■ **Document text**
At his home in Epsom, N.H., Orff said he can see the Suncook River. And in recent years, that river has been raging more often than he can remember.
“The past five years, we’ve had three 100-year floods,” Orff said.
According to the report, in 2011 Maine had 283,000 freshwater anglers who spent more than $252 million in fishing-related expenditures. In other states, angling is far more important economically. Tops on the list: Minnesota, where 1.4 million anglers spent $2.3 billion in 2011.
Maine was cited specifically in the report as a state where climate conditions have led to problems.
At Lake Auburn, a subsequent six-inch rainfall over a 24-hour period led to erosion around the lake; the nutrients that were flushed into the lake is thought to have helped lead to excessive algae blooms, and recorded dissolved oxygen levels in the deeper areas of the lake reached all-time lows. Many of the lake trout in Lake Auburn died as a result.
In northern states such as Maine, ice fishing’s future could also be a concern, researchers said. With hotter summers and warmer winters, there are fewer cold days during which a suitably thick ice cover can form. Winter temperatures in the northeast and midwest have increased from 3 to 4 degrees Fahrenheit since 1970.
Jason McKenzie, whose family has owned Suds N’ Soda Sports in Greenland, N.H., for decades, said when winter doesn’t arrive in the Seacoast region of the state, his business takes a beating.
Suds N’ Soda is a true one-stop shop, selling everything from groceries, sandwiches and beer to guns, ice fishing gear and bait.

■ **Material shown**
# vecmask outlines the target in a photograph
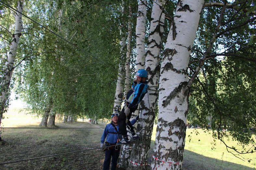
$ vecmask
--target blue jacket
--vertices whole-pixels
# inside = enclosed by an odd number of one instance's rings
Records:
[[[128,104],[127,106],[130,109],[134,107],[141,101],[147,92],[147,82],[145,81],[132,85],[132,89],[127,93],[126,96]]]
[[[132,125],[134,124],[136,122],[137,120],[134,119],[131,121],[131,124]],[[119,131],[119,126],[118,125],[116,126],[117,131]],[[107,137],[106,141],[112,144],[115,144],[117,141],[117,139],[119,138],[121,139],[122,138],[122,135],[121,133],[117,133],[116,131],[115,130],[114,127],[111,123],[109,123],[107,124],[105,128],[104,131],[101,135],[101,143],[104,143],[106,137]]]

...

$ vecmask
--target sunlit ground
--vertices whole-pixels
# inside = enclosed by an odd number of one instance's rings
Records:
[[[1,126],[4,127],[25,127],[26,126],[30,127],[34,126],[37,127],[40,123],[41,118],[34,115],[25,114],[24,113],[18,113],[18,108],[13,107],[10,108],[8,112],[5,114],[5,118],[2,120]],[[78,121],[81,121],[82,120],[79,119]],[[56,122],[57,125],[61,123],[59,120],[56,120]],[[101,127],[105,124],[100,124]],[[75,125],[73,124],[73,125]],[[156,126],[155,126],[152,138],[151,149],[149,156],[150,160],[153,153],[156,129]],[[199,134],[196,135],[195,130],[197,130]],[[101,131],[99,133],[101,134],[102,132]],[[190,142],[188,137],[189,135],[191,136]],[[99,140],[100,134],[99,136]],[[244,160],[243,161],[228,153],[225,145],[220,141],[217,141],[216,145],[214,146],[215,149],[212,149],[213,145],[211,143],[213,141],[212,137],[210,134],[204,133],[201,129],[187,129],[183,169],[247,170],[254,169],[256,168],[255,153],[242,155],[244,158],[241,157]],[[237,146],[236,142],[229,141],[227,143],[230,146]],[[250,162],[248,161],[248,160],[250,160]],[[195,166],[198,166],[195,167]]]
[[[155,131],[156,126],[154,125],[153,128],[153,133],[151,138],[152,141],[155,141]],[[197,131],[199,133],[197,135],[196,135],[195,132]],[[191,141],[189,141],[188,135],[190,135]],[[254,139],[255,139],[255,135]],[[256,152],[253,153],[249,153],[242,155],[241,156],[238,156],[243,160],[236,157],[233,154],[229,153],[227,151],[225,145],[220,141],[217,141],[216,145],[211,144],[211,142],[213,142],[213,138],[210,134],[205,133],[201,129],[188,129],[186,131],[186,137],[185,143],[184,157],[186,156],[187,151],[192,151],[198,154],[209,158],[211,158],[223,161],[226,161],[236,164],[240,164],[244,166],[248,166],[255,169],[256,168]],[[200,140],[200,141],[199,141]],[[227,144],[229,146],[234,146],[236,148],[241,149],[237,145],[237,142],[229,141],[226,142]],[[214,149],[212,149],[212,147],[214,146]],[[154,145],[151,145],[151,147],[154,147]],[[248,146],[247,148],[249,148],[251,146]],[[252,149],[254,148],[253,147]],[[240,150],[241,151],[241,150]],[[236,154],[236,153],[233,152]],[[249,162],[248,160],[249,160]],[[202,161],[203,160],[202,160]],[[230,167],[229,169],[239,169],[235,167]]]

--

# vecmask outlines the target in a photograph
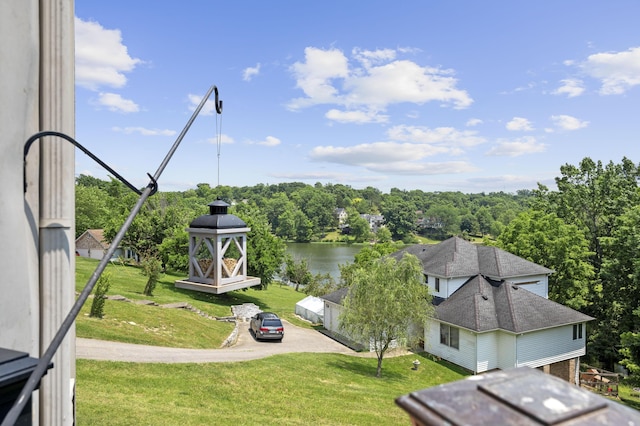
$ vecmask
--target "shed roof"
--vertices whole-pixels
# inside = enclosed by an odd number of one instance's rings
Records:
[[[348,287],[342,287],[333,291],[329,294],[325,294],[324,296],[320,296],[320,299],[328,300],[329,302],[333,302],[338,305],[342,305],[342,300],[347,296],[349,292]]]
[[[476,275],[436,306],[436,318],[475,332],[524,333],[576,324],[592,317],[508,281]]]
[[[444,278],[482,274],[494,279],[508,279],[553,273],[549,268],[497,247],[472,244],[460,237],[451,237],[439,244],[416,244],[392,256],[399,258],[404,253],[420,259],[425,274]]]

■ **Exercises**
a - According to the text on climate and fishing, why might ice fishing in northern states like Maine face an uncertain future? Answer in one to three sentences.
b - Copy the passage of the text on climate and fishing from "According to the" up to and including "as a result.".
c - Write what comes next in the text on climate and fishing, picking up after its final sentence.
The records have no connection to the text on climate and fishing.

■ **Results by task**
a - Hotter summers and warmer winters mean fewer cold days on which ice thick enough for fishing can form. Winter temperatures in the Northeast and Midwest have risen 3 to 4 degrees Fahrenheit since 1970.

b -
According to the report, in 2011 Maine had 283,000 freshwater anglers who spent more than $252 million in fishing-related expenditures. In other states, angling is far more important economically. Tops on the list: Minnesota, where 1.4 million anglers spent $2.3 billion in 2011.
Maine was cited specifically in the report as a state where climate conditions have led to problems.
At Lake Auburn, a subsequent six-inch rainfall over a 24-hour period led to erosion around the lake; the nutrients that were flushed into the lake is thought to have helped lead to excessive algae blooms, and recorded dissolved oxygen levels in the deeper areas of the lake reached all-time lows. Many of the lake trout in Lake Auburn died as a result.

c -
“When you don’t have a winter, you’re twiddling your thumbs,” McKenzie said. “How much business have we lost in a bad winter? All of it. Or two-thirds of it, anyway.”
Potential monetary loss isn’t the only thing at stake, researchers pointed out. Anglers in Michigan are concerned that an ice-fishing heritage is being lost.
Smith, Orff and Voorhees agreed that actions that improve fish habitat — replacing culverts that block fish passage, for instance — was an essential step in delaying the effect of climate change as long as possible. But Voorhees said focusing on what he says is the cause of climate change was key.
“We continue to pour carbon into the atmosphere,” Voorhees said. “I would suggest that the single largest thing we can do nationally to reduce global warming pollution would be to implement standards for power plants, and the Environmental Protection Agency has proposed a set of global warming standards for new power plants that need to be finalized.”
Establishing standards for power plants that already exist is the next step, he said.